_Work to be completed_
In the SQL extract below, which date serves as today for the example output?

_Extract provided_
Some create table code:
create table users (
userident int,
username varchar(100)
);
insert into users values
(1, 'Bob');
create table orders (
id int,
user int,
shipped int,
date date,
total decimal(6,2),
shipcost decimal(3,2)
);
insert into orders values
(84, 1, 1, '2016-03-05', 40.50, 2.50),
(76, 1, 1, '2016-02-29', 22.00, 1.00),
(74, 1, 1, '2016-02-20', 56.31, 7.31),
(61, 1, 1, '2015-12-28', 43.10, 1.10);
An example output of what I'm looking for is:
userident | username | days_left
--------------------------------
1 Bob 4
This is using March 16th as today for use with DATE(NOW()) to remain consistent with the previous bits of the question.

_Collected material_
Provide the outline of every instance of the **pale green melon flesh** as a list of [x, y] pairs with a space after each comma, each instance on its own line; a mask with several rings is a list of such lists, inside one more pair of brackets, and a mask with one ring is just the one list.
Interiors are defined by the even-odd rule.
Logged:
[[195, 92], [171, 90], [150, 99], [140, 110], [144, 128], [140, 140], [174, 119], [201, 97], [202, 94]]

_Task response_
March 16th